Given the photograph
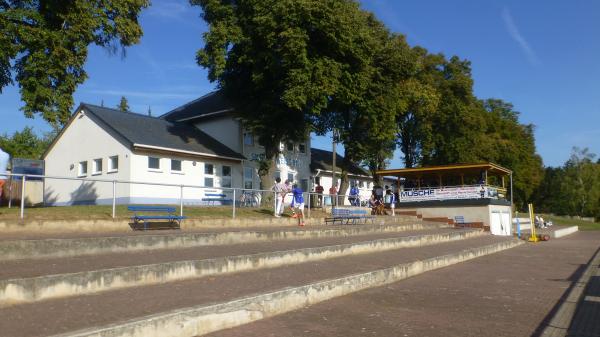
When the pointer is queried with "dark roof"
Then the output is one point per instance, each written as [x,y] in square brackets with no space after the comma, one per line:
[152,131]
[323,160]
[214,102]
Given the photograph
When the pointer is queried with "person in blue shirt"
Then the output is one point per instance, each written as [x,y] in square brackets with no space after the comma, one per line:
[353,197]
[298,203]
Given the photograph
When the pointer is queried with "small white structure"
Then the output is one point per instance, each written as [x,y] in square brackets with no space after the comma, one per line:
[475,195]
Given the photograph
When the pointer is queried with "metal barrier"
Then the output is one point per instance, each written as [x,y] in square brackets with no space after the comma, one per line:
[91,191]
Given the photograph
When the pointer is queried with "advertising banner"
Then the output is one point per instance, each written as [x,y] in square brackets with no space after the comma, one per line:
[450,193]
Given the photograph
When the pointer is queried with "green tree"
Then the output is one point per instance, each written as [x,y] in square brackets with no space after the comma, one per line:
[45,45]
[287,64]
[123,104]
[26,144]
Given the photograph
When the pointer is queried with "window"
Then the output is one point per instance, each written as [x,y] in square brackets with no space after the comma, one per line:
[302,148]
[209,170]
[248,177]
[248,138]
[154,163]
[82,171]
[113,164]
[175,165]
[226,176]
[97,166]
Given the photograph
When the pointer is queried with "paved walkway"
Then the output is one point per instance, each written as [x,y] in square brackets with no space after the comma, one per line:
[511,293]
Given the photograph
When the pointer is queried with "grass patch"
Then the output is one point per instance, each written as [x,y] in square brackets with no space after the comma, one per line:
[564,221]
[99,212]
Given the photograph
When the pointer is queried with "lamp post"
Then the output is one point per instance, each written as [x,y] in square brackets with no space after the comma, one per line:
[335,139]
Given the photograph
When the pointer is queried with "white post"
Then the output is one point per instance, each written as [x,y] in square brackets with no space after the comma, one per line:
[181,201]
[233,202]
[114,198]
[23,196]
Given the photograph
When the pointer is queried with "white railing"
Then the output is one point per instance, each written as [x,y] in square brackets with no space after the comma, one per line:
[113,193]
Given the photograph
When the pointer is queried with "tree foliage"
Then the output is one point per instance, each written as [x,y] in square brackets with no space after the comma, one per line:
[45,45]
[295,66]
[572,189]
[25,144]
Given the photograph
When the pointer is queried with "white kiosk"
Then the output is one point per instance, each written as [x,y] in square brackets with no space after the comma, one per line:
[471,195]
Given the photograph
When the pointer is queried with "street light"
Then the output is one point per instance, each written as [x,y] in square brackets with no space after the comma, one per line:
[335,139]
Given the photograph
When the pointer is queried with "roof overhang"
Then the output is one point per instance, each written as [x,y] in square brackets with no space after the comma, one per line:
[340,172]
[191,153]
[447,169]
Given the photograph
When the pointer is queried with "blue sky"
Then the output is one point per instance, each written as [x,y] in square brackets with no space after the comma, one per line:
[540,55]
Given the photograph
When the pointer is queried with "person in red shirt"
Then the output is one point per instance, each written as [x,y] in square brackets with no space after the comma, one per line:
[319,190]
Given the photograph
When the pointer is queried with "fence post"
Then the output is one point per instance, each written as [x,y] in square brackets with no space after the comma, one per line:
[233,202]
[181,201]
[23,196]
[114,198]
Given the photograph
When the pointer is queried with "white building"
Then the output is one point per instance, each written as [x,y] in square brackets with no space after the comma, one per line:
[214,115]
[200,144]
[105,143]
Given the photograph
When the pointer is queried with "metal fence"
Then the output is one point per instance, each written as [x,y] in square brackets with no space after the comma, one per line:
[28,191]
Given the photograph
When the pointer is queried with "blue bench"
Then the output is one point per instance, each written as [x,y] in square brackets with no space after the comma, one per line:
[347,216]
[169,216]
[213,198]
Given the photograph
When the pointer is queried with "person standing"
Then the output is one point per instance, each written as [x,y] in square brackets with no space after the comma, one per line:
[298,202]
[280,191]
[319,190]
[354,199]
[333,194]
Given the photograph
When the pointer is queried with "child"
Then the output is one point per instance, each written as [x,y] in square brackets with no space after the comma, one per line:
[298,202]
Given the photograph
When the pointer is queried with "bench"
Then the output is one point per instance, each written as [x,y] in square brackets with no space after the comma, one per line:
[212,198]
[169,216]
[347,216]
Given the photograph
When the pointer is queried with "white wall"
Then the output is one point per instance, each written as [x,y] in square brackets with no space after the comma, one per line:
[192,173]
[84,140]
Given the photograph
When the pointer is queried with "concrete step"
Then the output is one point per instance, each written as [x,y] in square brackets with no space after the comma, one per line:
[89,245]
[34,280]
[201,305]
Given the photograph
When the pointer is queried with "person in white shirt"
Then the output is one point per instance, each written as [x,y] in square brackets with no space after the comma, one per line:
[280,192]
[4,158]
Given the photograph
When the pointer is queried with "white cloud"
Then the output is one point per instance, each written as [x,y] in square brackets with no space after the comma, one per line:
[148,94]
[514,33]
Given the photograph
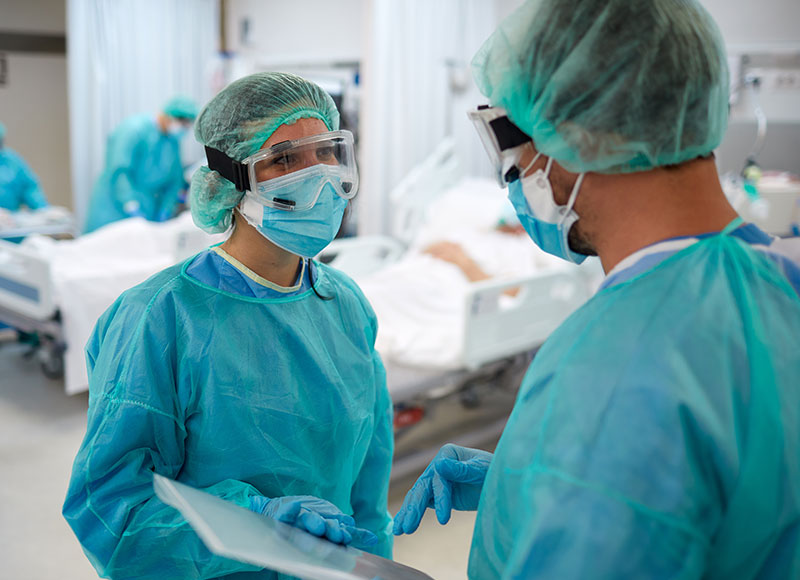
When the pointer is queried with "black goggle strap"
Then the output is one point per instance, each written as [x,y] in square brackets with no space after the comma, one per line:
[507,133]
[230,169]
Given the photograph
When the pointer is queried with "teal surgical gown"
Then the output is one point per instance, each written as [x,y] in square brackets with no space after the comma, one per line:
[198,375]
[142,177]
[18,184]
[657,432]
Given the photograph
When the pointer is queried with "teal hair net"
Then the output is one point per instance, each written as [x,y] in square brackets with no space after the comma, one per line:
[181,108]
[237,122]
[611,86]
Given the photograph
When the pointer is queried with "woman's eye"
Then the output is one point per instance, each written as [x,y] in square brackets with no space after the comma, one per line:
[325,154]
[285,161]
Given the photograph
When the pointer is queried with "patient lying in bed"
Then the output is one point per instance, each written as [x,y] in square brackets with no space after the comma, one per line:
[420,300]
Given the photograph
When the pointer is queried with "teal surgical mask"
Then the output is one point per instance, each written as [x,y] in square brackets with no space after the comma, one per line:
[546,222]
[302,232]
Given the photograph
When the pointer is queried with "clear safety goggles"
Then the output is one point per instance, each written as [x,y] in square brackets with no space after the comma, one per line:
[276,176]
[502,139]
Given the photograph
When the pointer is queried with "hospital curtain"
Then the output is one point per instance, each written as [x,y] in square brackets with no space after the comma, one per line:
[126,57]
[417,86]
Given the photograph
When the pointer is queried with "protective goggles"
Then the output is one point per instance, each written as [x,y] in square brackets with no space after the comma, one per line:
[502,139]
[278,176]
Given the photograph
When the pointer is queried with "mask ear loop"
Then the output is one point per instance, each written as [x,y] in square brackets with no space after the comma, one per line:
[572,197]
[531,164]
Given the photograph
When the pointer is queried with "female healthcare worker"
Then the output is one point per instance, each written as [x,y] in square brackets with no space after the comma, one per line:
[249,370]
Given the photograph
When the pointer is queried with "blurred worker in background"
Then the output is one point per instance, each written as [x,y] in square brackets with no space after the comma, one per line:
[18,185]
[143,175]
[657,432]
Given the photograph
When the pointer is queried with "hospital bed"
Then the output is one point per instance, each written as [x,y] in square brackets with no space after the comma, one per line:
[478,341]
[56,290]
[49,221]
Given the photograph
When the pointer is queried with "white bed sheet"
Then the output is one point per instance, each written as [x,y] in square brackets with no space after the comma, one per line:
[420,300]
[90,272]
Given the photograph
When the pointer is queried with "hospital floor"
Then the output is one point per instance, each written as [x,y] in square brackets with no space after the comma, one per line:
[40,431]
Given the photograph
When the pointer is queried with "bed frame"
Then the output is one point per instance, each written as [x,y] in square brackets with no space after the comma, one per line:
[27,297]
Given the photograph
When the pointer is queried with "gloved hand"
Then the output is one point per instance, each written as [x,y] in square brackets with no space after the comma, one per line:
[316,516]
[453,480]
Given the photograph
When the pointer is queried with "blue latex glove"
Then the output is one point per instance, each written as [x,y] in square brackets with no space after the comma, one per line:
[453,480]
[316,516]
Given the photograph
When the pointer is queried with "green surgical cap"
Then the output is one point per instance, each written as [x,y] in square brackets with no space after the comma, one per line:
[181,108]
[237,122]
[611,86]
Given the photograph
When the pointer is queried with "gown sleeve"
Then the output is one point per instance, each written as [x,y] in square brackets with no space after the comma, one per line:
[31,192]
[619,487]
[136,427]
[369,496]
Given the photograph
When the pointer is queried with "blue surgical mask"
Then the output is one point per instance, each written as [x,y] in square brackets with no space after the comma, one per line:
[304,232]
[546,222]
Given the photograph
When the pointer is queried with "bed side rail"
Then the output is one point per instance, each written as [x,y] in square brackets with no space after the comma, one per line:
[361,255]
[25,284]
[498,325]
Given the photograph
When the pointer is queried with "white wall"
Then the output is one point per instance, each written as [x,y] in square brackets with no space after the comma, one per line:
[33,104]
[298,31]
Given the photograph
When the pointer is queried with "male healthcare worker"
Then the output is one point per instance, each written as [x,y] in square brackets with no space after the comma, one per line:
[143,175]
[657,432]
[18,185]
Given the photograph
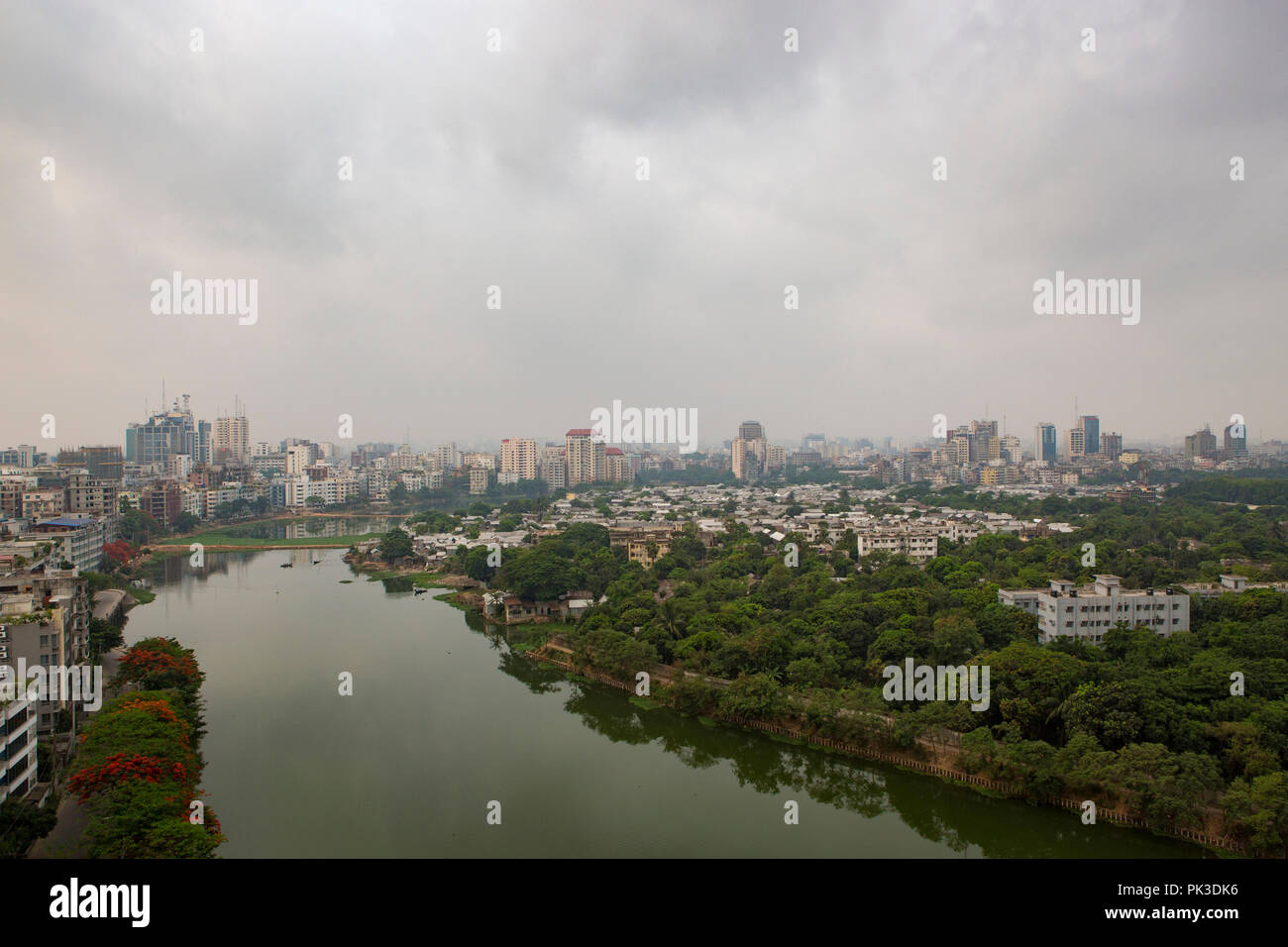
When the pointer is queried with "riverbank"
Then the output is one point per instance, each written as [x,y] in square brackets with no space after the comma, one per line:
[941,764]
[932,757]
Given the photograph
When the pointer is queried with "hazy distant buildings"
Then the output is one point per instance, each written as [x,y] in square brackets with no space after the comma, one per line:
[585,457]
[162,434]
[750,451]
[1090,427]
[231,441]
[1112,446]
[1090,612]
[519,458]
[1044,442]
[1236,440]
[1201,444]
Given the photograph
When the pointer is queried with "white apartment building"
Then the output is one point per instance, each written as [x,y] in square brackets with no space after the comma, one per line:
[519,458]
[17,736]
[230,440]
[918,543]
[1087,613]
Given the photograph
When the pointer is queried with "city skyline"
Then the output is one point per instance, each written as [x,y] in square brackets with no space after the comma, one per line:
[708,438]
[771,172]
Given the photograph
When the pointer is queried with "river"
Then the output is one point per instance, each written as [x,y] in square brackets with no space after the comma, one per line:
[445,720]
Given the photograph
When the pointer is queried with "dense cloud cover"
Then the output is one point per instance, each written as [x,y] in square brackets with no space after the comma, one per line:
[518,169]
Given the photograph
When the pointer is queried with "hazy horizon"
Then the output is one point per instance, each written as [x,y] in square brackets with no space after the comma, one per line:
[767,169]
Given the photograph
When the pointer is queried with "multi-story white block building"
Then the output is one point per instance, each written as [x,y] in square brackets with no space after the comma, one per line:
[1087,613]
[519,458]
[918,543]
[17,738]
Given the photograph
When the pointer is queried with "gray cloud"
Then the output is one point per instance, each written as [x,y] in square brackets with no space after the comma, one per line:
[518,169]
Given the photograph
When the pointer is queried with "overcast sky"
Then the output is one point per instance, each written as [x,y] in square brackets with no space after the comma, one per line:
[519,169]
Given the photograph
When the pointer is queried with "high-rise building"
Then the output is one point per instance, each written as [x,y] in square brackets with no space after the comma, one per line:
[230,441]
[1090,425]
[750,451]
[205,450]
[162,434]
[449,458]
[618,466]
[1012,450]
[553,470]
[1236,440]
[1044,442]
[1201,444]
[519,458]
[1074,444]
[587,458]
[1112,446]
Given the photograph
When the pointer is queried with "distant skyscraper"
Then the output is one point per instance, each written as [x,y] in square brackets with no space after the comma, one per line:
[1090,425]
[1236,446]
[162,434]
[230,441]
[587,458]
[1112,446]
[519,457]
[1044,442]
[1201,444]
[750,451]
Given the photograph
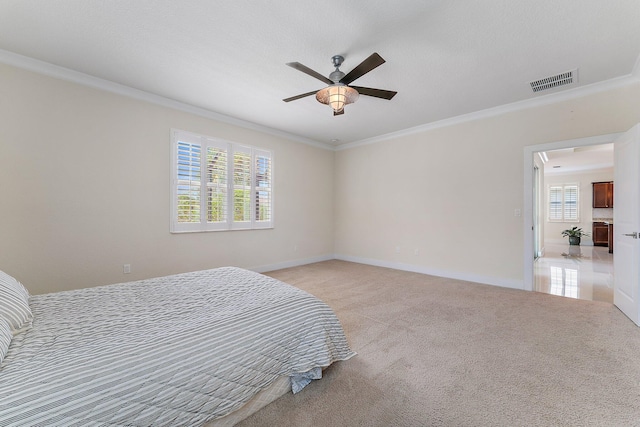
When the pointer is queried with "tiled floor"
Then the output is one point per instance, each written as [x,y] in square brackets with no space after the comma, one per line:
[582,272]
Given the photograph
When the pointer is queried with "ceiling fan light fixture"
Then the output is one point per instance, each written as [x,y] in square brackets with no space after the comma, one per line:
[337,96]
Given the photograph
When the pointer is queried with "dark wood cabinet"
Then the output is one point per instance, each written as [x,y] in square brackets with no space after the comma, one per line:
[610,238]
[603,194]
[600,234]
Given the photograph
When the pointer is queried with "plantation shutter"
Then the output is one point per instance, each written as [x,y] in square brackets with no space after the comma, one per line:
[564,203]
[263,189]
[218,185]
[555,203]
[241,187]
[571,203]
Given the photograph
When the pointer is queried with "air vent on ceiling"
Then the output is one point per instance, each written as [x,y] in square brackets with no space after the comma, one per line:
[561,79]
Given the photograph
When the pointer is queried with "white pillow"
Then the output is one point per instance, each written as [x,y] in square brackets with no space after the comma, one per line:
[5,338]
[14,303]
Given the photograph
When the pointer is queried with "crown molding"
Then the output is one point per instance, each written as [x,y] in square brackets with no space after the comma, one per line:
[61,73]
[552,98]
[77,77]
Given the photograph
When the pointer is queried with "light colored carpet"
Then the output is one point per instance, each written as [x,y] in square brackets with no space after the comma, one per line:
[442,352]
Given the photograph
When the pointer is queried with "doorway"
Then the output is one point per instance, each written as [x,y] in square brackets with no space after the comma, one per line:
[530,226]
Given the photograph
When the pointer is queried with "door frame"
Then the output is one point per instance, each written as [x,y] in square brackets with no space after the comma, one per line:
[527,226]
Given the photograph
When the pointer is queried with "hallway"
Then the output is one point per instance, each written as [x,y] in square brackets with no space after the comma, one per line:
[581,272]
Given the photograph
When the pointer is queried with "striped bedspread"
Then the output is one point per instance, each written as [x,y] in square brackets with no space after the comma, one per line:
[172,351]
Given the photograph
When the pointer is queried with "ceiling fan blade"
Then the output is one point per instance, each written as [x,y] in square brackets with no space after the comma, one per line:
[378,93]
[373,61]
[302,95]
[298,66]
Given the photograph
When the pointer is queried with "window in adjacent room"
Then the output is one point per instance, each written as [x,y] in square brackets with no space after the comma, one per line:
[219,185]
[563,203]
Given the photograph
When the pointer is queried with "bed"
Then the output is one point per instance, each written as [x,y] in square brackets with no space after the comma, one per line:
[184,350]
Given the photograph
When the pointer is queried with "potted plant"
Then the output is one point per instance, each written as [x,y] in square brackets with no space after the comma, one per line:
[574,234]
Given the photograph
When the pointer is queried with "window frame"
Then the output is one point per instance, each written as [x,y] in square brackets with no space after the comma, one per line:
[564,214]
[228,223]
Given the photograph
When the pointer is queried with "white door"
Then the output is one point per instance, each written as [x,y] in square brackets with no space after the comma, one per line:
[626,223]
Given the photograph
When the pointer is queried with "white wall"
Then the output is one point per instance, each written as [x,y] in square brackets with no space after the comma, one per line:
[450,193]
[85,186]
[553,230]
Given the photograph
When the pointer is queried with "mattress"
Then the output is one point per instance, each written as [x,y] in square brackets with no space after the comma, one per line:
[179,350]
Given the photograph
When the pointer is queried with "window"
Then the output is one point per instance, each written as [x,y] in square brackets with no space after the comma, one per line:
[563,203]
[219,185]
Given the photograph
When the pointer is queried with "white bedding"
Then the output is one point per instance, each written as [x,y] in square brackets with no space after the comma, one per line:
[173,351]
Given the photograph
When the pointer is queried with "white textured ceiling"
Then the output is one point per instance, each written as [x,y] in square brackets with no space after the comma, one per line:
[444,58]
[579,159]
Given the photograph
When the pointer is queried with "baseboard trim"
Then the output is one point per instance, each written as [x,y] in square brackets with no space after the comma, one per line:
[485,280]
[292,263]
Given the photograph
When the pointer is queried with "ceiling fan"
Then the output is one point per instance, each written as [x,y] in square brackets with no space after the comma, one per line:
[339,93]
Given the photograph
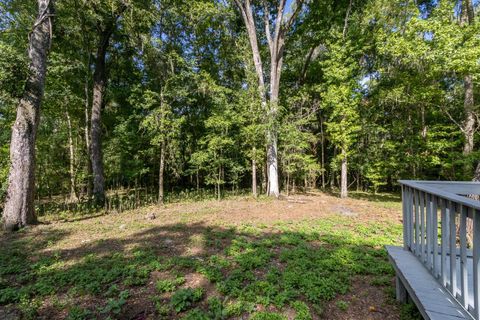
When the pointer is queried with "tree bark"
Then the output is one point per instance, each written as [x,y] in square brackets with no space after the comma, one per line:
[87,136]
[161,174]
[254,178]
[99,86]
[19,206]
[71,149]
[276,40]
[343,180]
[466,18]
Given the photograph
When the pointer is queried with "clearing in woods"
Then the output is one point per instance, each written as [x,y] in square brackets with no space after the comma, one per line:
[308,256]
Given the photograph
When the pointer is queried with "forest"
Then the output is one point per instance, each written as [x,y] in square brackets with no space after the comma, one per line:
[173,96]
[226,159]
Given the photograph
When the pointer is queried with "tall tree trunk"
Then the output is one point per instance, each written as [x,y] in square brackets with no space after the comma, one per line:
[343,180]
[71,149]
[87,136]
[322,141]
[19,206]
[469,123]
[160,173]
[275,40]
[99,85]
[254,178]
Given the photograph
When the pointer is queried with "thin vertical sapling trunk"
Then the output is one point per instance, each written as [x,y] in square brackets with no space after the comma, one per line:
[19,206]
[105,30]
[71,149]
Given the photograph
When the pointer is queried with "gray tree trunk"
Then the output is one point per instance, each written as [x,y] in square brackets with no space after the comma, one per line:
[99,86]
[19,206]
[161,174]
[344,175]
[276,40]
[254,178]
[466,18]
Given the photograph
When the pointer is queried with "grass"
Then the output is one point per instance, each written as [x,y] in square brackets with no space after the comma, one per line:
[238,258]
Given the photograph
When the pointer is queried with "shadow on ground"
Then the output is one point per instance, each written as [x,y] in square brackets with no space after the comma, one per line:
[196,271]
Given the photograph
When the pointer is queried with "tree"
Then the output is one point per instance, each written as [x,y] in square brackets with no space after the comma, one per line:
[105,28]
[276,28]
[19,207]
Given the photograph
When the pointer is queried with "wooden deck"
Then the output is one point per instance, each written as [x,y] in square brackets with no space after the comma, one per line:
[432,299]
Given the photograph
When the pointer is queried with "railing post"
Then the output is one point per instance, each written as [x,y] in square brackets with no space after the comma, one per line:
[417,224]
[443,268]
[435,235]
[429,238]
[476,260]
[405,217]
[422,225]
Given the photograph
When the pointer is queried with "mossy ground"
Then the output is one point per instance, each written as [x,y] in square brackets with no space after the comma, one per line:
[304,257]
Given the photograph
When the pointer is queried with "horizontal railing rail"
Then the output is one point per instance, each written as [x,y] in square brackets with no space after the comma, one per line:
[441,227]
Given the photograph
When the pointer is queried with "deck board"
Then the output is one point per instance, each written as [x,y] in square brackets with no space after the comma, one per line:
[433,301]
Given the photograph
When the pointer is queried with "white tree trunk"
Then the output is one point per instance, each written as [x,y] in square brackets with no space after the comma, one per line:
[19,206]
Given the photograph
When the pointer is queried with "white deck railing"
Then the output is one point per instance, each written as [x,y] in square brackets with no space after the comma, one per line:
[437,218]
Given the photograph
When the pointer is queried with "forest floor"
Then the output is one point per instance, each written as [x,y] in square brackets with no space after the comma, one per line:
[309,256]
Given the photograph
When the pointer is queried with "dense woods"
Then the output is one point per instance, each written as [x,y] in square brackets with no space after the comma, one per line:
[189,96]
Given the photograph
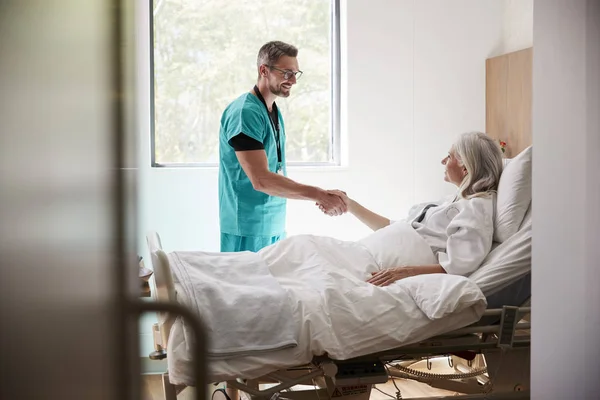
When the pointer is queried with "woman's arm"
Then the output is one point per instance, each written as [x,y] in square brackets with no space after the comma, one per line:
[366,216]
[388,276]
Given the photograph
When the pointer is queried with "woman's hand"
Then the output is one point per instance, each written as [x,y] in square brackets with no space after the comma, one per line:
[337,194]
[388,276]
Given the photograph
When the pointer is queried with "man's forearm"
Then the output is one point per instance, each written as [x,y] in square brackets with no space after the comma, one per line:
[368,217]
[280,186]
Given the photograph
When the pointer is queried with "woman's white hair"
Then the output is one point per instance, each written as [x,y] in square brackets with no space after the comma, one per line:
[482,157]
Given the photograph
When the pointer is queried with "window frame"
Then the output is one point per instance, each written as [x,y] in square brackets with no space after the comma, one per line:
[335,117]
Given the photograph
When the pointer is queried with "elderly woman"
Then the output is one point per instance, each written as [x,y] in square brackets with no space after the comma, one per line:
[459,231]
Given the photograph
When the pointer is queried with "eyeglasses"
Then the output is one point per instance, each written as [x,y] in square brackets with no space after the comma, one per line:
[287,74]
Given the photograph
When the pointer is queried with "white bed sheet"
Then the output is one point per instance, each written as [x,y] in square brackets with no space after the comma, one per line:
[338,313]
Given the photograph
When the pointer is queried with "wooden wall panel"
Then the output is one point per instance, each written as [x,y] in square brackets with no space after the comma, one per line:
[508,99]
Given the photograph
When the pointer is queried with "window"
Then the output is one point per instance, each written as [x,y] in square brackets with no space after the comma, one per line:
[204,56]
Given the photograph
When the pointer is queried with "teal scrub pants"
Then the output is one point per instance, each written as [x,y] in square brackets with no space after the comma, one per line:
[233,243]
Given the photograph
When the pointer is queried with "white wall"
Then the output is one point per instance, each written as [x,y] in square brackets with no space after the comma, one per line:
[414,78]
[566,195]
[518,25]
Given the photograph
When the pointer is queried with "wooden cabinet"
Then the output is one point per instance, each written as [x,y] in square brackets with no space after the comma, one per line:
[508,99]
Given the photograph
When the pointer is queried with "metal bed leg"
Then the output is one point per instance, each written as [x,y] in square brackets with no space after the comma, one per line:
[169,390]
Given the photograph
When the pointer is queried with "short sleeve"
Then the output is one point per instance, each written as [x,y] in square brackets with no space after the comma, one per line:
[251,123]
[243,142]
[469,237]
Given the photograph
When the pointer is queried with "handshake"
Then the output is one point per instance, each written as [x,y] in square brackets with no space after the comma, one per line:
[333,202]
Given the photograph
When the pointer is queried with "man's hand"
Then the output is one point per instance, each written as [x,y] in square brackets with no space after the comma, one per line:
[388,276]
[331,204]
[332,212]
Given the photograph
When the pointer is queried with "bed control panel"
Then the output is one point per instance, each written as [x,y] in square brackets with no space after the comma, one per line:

····················

▶ **Problem details**:
Filter the entries down to the lines that hold "cloud". Copy those lines.

▶ **Response to this exercise**:
When the pointer is queried with "white cloud"
When the pointer is queried with "dense cloud cover"
When the pointer is queried with "gray cloud"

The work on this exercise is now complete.